» **Action item**
Copy out each entry precisely; no image belongs in the result.

[Source data]
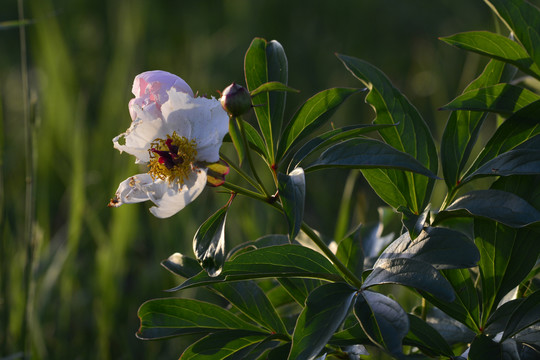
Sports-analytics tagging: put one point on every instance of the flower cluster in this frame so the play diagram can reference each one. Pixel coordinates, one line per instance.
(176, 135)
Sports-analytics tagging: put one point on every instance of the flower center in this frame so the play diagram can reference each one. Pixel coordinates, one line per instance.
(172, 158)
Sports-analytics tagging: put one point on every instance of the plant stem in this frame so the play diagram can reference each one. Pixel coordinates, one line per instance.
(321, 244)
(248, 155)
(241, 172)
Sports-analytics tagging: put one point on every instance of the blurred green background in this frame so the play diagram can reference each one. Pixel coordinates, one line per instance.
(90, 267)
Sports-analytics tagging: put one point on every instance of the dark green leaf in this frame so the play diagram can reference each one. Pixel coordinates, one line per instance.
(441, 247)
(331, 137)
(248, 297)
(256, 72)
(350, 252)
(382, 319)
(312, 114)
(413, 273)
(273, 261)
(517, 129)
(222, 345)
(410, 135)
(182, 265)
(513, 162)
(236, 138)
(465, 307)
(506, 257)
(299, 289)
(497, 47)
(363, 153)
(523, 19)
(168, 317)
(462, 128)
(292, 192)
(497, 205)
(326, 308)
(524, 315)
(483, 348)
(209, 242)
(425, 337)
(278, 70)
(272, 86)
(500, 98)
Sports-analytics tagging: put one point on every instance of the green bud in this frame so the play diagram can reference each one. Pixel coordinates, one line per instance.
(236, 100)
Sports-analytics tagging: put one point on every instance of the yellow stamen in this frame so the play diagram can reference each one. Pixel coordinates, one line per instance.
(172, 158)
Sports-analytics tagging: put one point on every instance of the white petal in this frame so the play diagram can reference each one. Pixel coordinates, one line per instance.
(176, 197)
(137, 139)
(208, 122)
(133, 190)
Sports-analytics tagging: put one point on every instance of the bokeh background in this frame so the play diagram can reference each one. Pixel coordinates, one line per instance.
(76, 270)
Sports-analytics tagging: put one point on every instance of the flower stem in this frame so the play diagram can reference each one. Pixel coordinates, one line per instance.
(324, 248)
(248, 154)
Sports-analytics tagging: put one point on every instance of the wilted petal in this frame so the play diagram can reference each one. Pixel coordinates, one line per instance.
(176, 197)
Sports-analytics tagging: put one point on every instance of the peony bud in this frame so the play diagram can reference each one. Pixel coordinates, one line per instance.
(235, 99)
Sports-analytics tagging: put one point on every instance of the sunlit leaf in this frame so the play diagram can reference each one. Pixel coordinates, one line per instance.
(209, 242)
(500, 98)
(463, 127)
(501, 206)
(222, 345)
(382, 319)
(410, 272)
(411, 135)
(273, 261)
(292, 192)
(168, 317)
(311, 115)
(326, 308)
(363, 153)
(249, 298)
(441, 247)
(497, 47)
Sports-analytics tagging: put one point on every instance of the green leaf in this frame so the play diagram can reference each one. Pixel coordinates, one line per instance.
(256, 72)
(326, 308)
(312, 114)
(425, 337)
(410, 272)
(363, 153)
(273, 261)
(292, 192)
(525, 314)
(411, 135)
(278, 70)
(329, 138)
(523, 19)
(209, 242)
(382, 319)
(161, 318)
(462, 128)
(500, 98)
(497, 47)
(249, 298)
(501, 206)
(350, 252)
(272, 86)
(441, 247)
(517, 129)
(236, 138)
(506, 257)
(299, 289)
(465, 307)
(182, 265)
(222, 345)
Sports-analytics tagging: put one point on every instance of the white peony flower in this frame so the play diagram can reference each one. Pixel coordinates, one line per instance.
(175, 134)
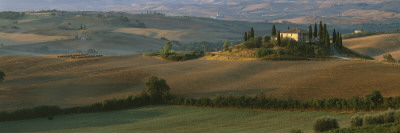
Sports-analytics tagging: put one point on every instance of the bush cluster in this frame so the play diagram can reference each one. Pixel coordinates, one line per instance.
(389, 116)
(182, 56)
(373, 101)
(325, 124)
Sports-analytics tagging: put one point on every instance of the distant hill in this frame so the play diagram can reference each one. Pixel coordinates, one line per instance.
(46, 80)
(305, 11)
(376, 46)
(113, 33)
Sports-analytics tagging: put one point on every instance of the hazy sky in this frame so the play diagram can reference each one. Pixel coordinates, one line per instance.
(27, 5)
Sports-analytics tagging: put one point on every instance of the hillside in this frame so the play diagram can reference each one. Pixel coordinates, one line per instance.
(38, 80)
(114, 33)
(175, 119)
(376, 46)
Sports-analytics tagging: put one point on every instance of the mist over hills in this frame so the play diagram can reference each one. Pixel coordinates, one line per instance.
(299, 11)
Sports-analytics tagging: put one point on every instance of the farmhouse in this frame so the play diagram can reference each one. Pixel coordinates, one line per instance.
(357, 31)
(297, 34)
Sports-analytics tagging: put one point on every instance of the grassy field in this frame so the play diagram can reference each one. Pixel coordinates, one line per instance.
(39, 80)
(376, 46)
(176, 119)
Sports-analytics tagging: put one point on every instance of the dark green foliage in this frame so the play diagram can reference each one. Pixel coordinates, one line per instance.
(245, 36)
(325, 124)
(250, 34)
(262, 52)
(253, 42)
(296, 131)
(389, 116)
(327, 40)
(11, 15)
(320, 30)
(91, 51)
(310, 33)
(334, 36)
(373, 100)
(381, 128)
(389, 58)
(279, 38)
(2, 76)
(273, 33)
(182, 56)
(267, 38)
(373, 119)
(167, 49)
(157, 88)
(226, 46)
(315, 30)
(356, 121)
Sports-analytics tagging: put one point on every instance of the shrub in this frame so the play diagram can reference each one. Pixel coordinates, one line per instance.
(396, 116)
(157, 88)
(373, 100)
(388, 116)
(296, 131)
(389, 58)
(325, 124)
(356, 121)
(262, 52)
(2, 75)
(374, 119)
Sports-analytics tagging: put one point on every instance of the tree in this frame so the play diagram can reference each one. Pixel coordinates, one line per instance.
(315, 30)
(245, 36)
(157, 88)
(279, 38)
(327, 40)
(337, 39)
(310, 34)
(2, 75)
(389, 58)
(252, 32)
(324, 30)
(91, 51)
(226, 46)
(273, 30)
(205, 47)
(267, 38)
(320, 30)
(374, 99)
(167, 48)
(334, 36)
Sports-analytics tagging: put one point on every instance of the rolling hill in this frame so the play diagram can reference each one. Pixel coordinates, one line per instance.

» **Task result**
Sports-analytics tagging: put one point on every instance of the flower cluster in this frame so the play diagram can reference each one. Pixel coordinates, one line per instance.
(176, 135)
Sports-analytics tagging: put one point on every instance of the flower center in this frame so the play diagram can reference each one. Pixel coordinates, one line per instance.
(172, 158)
Sports-analytics tagging: put one point on every instance of the plant stem in this frame so the play diagram can reference each one. Pixel coordinates, one line per instance.
(321, 244)
(248, 155)
(241, 172)
Sports-analytics tagging: put one point on every instance of the blurred green background in this frame so the play diagram can reference each one. Pixel coordinates, one line per instance.
(90, 267)
Sports-analytics tagging: put one point on every instance of the dark green leaf in this frame so the play diagram can reference each one. Pixel coordinates, one line per instance.
(441, 247)
(331, 137)
(248, 297)
(256, 72)
(350, 252)
(382, 319)
(312, 114)
(413, 273)
(273, 261)
(517, 129)
(222, 345)
(410, 135)
(182, 265)
(513, 162)
(236, 138)
(465, 307)
(506, 257)
(299, 289)
(497, 47)
(363, 153)
(523, 19)
(168, 317)
(462, 128)
(292, 192)
(497, 205)
(326, 308)
(524, 315)
(483, 348)
(209, 242)
(425, 337)
(278, 70)
(272, 86)
(500, 98)
Sports-analytics tagging: put one point on every instance of the green bud in this frame so the play diagram can reference each one. Pixel coordinates, one line per instance.
(236, 100)
Sports-analytics tagging: put one point on every instance of the yellow stamen in this frame so the play diagram can reference each one. Pixel coordinates, one line per instance.
(172, 158)
Sports-analytics tagging: put one point on every instance of the white petal in this frame so the play diagram can reference each one. Pixel coordinates, one line per instance.
(176, 197)
(137, 139)
(208, 122)
(133, 190)
Sports-analytics tagging: put one point on every instance of the bokeh background in this frame so the play diagram can reference each one. Pixel coordinates, one line per instance.
(76, 270)
Sports-analytics tagging: put one point on every instance of the flower stem in this frame so the play diagram can reference each one. Pixel coordinates, one line per instance.
(324, 248)
(248, 154)
Sports-analytics tagging: put one point on every instance of the wilted petal in this frame so the play diagram can reference each one. Pixel coordinates, one line per instance.
(176, 197)
Sports-analytics tagging: put one point on every instance of the peony bud in this frame so the play diagram can reference each one. Pixel coordinates, one line per instance.
(235, 99)
Sports-analytics tagging: put one point on every instance of the sunlit leaf in this frame so the play diagram can reference each one. Pixel coordinates, one line per instance.
(209, 242)
(500, 98)
(463, 127)
(501, 206)
(222, 345)
(382, 319)
(410, 272)
(411, 135)
(273, 261)
(292, 192)
(168, 317)
(311, 115)
(326, 308)
(363, 153)
(249, 298)
(441, 247)
(497, 47)
Sports-analytics tagging: put one point on every instance of the green leaf in this frame so the play diagram can reference each one. Pixel coordinates, one line per instance.
(256, 72)
(326, 308)
(312, 114)
(425, 337)
(410, 272)
(363, 153)
(273, 261)
(292, 192)
(525, 314)
(411, 135)
(278, 70)
(329, 138)
(523, 19)
(209, 242)
(382, 319)
(161, 318)
(462, 128)
(500, 98)
(497, 47)
(249, 298)
(501, 206)
(350, 252)
(272, 86)
(441, 247)
(517, 129)
(236, 138)
(506, 257)
(299, 289)
(465, 307)
(182, 265)
(222, 345)
Sports-analytics tagging: put one point on every instance of the white peony flower in this frame so the play diagram can reference each one. Pixel coordinates, one line per instance.
(175, 134)
Sports-analytics tagging: put one point on every instance of the bush cluster in this frame so the play diagram can reference each one. Pixel coordinates, one line per instance.
(389, 116)
(182, 56)
(373, 101)
(325, 124)
Sports-analytics tagging: put one point on every instance of the distant hill in this frame so the play diagram can reference each one. Pixel coordinates, one line per instance.
(46, 80)
(305, 11)
(376, 46)
(113, 33)
Sports-analytics tagging: put one point on every instance of the hazy sky in this frame so the play diagram can reference each one. Pixel coordinates, one line per instance.
(27, 5)
Sports-analytics tagging: put one point on every instance of the hillside in this frame so the play diagram can reference each one. Pixel coordinates, one line per instance.
(38, 80)
(114, 33)
(175, 119)
(376, 46)
Sports-analytics tagging: put one point on every instance of the mist over hills in this frame so the play diagram can reference each one. Pixel coordinates, one line per instance.
(299, 11)
Sports-analytics tagging: put one point on every instance of the farmhouse in this frame so the play diagram can reference each one. Pixel coordinates, one line per instance.
(357, 31)
(297, 34)
Sports-analytics tagging: put one point on every instance of the grassy field in this frame so the play diagram can reference each one. Pixel coordinates, one line per instance.
(39, 80)
(376, 46)
(176, 119)
Sports-analytics tagging: put one point on every instance of the dark green foliage in this frame so the play diagram can reference each one. Pixel coordinates, one line per instance.
(245, 36)
(325, 124)
(250, 34)
(262, 52)
(253, 42)
(296, 131)
(389, 116)
(327, 40)
(11, 15)
(320, 30)
(91, 51)
(310, 33)
(334, 36)
(373, 100)
(381, 128)
(389, 58)
(279, 38)
(2, 76)
(273, 33)
(182, 56)
(267, 38)
(373, 119)
(167, 49)
(157, 88)
(226, 46)
(315, 30)
(356, 121)
Sports-analytics tagging: put one point on every instance of the shrub in this frame so the play diagram can reference each one. Pixel coordinates, one line per instance.
(396, 116)
(157, 88)
(373, 100)
(388, 116)
(296, 131)
(389, 58)
(325, 124)
(356, 121)
(262, 52)
(2, 75)
(374, 119)
Sports-analytics tagging: put one point on every instance of the tree in this frame so the play diagram can reference each one. Pixel coordinates, one line per instance.
(315, 30)
(245, 36)
(157, 88)
(279, 38)
(327, 40)
(337, 39)
(310, 34)
(2, 75)
(389, 58)
(252, 32)
(324, 30)
(91, 51)
(226, 46)
(273, 30)
(205, 47)
(267, 38)
(320, 30)
(374, 99)
(167, 48)
(334, 36)
Sports-analytics tagging: put one point on every instance of the rolling hill in this frame so the play diagram can reference each one. Pixel coordinates, one line per instance.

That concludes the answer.